Document text:

★ ★ ★ ★ ★

LPL Investment Holdings Inc.
STOCK OPTION AGREEMENT
     This stock option (the “Agreement”) is granted by LPL Investment Holdings Inc., a Delaware corporation (the “Company”), to the Optionee, pursuant to the Company’s 2008 Stock Option Plan (as amended from time to time, the “Plan”). For purposes of this Agreement, the “Grant Date” shall mean [                    ].
     1. Grant of Option. The Agreement evidences the grant by the Company on the Grant Date to the Optionee of an option to purchase, in whole or in part, on the terms provided herein and in the Plan, ___ shares of Common Stock of the Company, par value $0.001 per share (the “Shares”), at an exercise price of [$___] per Share.
     The Option evidenced by this Agreement is intended to qualify as an incentive stock option under Section 422 of the Internal Revenue Code (the “Code”).
     2. Vesting.
     (a) During Employment. During the Optionee’s Employment, this Option shall vest and become exercisable with respect to 20% of the Shares on each of the first, second, third, fourth and fifth anniversaries of the Grant Date.
     (b) Change in Control. Notwithstanding any other provision of this Section 2, in the event a termination of the Optionee’s Employment by the Company without Cause or by the Optionee for Good Reason within twelve (12) months following the occurrence of a Change in Control, 100% of the then outstanding and unvested Options shall vest and become fully exercisable.

★ ★ ★ ★ ★

Working data:
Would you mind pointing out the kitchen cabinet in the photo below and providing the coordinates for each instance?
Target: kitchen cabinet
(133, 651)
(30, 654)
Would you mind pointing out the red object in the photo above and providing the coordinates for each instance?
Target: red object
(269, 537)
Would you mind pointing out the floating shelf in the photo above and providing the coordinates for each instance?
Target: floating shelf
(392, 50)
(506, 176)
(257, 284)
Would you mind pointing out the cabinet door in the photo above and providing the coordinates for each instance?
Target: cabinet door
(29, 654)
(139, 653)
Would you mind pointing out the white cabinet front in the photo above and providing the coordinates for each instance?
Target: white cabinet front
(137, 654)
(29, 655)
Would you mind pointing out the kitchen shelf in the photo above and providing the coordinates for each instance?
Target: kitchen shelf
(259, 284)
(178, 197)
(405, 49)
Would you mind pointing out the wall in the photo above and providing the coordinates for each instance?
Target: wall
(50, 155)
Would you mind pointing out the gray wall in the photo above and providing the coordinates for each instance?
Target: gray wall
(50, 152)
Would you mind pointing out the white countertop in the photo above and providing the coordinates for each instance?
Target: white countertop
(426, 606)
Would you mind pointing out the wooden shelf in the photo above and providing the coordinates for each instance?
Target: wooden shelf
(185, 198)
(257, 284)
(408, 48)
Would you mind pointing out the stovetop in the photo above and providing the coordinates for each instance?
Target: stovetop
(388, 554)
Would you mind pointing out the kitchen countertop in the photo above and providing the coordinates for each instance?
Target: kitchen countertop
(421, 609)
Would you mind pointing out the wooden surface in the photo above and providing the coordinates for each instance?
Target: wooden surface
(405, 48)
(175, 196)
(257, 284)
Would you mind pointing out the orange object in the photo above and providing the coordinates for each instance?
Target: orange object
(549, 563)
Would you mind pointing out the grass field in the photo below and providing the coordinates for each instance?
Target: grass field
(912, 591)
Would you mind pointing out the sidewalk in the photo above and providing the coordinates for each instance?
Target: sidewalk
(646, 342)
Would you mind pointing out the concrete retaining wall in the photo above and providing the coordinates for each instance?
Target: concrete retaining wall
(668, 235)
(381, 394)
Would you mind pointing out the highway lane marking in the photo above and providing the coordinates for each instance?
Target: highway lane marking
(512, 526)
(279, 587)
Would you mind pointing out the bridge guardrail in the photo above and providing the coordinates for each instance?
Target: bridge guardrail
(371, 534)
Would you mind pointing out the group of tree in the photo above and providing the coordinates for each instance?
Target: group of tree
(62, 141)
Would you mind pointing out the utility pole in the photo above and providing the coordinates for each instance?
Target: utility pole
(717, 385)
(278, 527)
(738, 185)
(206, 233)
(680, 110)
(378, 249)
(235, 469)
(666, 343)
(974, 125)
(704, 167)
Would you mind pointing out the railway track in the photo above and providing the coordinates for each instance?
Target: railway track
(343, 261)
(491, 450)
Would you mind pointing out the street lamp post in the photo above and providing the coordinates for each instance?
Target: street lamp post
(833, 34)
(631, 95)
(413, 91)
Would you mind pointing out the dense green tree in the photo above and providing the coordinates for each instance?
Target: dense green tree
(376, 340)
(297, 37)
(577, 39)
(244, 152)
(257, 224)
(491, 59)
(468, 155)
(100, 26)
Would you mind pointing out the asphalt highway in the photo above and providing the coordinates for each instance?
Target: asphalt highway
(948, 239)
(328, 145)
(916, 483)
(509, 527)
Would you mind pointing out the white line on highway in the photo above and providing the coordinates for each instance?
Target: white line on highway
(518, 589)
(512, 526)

★ ★ ★ ★ ★

Required work:
1. Under the stock option agreement, what share of the Shares vests on each anniversary of the Grant Date during the Optionee's Employment?
2. Transcribe the records from the line with "Would you mind pointing out the white line" through the last line of the records, both included.
The records are unrelated to the stock option agreement.

Answers to the exercises:
1. 20% of the Shares vests on each of the first five anniversaries.

2.
Would you mind pointing out the white line on highway in the photo above and providing the coordinates for each instance?
Target: white line on highway
(518, 589)
(512, 526)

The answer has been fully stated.